# [OBJECTIVE]
Copy out every line from the one containing "image: car grille." to the one containing "[382,140,418,159]", both included, with each bounding-box coordinate scaled by 0.95 and rounded to a whole number, halves rounding up. Leave all other text on those lines unchanged.

Object detection data:
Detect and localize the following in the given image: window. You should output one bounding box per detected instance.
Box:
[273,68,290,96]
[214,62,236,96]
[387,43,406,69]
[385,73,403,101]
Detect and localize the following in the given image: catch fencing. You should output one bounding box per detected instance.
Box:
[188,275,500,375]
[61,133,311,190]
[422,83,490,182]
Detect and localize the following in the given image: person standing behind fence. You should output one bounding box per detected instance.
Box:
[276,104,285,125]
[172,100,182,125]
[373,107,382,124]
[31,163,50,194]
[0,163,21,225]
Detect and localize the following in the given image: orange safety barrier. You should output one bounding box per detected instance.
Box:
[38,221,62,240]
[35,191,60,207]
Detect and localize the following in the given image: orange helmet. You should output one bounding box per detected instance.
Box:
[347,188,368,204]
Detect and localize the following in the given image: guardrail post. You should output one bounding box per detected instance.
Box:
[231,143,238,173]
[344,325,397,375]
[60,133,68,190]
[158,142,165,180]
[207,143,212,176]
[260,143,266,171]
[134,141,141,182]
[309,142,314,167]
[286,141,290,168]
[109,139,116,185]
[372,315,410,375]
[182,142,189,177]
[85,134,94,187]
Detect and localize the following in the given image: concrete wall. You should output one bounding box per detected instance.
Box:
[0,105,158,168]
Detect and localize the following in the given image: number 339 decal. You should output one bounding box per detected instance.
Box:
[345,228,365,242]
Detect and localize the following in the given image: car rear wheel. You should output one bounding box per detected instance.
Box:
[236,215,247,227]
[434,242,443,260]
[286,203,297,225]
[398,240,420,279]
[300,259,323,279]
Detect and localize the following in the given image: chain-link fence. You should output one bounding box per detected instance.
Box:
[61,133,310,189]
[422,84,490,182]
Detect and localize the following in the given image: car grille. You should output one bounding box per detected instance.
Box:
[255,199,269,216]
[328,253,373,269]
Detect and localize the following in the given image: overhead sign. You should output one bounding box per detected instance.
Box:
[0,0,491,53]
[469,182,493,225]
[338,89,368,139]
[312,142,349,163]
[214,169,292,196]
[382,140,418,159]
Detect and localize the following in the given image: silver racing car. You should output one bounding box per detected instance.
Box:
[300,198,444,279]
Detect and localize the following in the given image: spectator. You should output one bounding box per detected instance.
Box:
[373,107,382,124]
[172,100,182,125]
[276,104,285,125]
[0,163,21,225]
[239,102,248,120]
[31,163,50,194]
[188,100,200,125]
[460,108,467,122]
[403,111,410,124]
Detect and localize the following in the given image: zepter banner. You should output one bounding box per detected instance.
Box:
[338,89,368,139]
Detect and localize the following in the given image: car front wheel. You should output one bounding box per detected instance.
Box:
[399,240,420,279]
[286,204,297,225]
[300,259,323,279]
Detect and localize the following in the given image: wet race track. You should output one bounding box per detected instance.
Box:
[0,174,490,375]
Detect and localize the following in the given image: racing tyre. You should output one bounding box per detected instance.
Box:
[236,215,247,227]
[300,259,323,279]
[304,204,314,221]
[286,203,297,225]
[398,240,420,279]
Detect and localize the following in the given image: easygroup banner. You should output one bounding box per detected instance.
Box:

# [SOLUTION]
Detect and localize the following in the given image: car grille. You should output one bounding box per detected instance.
Box:
[242,189,256,205]
[312,240,354,256]
Detect and localize the following in the given image: overhead sign. You should output one bounding box per detected instance.
Box:
[0,0,466,50]
[446,173,468,214]
[321,85,350,132]
[296,135,332,155]
[203,161,277,186]
[363,133,397,151]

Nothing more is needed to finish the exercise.